WHAT YOU NEED TO DO —
Recast the items below as a Markdown table, covering only the lines between the line holding "For every instance of the green foliage" and the line holding "pixel 910 569", inclusive. Use a Number column for the row number and an Entry column for each line's text, and leave out any blank lines.
:::
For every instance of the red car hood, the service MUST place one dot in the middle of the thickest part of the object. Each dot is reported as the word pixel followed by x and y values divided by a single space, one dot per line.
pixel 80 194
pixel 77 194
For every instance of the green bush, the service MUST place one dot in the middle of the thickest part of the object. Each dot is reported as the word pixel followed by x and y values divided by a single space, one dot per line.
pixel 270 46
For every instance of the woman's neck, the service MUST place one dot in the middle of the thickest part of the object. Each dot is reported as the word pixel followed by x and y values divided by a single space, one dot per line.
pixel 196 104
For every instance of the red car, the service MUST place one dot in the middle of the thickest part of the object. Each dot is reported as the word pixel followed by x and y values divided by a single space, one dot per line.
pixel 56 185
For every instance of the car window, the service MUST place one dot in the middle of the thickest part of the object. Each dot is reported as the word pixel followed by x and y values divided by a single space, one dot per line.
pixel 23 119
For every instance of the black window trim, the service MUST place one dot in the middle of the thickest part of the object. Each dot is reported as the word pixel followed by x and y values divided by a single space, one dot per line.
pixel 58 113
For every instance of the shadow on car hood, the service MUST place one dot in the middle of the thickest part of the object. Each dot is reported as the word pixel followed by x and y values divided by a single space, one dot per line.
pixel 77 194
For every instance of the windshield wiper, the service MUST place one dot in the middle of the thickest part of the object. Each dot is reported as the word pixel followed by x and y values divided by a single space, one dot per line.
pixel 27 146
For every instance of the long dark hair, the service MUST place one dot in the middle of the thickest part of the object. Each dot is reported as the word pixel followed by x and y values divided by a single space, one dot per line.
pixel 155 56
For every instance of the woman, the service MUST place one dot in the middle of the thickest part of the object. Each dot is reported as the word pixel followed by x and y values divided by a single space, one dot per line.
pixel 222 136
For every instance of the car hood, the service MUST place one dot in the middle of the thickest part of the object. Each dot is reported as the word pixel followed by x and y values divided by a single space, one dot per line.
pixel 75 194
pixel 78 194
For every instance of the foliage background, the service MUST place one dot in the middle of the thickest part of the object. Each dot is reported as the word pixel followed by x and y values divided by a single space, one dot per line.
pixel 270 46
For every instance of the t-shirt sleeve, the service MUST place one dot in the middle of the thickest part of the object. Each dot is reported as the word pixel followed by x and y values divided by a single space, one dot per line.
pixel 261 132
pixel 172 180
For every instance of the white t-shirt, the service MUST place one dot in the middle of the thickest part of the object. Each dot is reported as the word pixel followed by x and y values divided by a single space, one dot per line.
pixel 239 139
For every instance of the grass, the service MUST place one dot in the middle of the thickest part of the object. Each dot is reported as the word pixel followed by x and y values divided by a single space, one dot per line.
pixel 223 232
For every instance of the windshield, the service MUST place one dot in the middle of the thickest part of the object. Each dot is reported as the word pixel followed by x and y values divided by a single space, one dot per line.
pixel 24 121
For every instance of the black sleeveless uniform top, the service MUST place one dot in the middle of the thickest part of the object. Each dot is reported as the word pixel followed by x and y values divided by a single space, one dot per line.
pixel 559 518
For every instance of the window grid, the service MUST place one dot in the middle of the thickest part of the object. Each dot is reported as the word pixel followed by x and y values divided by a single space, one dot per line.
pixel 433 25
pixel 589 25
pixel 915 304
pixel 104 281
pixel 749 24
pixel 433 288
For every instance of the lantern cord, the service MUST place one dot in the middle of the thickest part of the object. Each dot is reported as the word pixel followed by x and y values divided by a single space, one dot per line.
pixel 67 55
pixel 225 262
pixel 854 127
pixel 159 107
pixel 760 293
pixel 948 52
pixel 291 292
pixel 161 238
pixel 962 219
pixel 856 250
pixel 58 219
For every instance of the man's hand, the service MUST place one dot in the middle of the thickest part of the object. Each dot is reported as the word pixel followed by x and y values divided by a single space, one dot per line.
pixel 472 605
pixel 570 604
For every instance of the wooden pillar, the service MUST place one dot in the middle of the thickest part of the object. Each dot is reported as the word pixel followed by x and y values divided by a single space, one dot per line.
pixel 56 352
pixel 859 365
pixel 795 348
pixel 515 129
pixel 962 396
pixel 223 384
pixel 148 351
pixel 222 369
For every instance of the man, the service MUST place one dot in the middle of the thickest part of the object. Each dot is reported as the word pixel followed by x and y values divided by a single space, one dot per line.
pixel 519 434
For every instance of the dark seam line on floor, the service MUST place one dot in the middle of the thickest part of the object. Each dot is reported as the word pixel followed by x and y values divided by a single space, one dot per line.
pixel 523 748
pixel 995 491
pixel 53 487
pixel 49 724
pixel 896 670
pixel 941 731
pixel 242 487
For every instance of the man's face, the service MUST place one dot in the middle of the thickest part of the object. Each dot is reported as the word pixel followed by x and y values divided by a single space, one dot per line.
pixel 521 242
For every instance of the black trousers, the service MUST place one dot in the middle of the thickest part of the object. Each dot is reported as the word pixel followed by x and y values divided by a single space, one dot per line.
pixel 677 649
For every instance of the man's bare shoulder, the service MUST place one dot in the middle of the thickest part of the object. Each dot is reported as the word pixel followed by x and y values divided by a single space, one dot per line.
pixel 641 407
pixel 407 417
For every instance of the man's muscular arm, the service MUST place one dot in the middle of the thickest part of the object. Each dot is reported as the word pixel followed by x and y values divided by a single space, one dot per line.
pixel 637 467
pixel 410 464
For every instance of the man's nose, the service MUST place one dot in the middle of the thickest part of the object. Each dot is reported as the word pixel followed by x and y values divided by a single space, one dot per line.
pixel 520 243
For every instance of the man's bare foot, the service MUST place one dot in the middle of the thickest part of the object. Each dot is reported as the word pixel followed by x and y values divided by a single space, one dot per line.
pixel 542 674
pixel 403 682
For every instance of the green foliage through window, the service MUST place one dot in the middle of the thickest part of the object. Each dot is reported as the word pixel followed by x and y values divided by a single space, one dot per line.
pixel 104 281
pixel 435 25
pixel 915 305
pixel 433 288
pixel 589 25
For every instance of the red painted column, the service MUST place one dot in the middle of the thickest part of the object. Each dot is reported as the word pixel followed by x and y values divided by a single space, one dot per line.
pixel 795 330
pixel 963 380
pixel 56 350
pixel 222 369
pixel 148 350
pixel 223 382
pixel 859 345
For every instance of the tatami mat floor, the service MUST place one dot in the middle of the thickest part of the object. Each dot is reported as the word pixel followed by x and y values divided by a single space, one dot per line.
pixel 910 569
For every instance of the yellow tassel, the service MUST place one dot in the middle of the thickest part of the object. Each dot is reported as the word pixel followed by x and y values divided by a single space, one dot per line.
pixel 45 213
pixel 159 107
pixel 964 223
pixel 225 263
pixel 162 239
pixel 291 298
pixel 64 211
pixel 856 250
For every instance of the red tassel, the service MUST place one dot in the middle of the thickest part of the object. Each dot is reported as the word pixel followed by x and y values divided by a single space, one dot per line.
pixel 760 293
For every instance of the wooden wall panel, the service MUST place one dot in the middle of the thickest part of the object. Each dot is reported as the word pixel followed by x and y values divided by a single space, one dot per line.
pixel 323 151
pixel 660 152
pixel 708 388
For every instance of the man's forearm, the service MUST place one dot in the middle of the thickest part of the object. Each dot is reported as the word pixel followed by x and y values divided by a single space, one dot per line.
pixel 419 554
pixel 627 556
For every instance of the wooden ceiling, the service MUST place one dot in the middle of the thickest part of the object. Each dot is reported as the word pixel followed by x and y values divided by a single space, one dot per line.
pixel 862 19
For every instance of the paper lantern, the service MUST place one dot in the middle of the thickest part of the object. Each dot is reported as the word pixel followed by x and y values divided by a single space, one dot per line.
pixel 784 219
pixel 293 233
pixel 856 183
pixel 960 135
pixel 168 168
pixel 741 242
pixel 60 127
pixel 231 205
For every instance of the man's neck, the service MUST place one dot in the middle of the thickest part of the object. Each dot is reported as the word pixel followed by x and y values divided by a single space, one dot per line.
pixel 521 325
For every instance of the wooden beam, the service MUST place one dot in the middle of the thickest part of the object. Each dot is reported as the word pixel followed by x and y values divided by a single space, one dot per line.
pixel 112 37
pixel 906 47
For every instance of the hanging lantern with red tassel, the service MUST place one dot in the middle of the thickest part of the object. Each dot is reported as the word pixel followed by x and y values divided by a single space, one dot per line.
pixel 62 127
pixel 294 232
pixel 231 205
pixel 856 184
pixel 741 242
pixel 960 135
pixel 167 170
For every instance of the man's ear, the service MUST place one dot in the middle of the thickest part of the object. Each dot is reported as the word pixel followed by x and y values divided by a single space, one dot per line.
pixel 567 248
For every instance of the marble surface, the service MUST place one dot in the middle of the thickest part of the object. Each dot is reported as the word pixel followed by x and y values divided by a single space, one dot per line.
:::
THE RESULT —
| Number | Entry |
|---|---|
| 1 | For every instance of the green foliage through window, the service MUST place one dot in the middle of the thickest part of the object. Each dot is reported as the word pixel followed by x and y values divided by a single space, one dot per line. |
| 2 | pixel 104 281 |
| 3 | pixel 435 25 |
| 4 | pixel 915 305 |
| 5 | pixel 433 288 |
| 6 | pixel 589 25 |
| 7 | For every instance of the red painted column, the service MUST place one dot in the middle of the thickest part of the object. Each dot is reported as the word pixel followed by x and y values divided by a single space, one dot per line. |
| 8 | pixel 795 330 |
| 9 | pixel 963 380 |
| 10 | pixel 56 350 |
| 11 | pixel 222 369 |
| 12 | pixel 148 350 |
| 13 | pixel 223 382 |
| 14 | pixel 859 345 |
| 15 | For every instance of the tatami mat floor, the service MUST place one dot in the middle of the thickest part of the object. Each dot is reported as the word pixel followed by x and y values divided by a single space, one dot per line. |
| 16 | pixel 910 569 |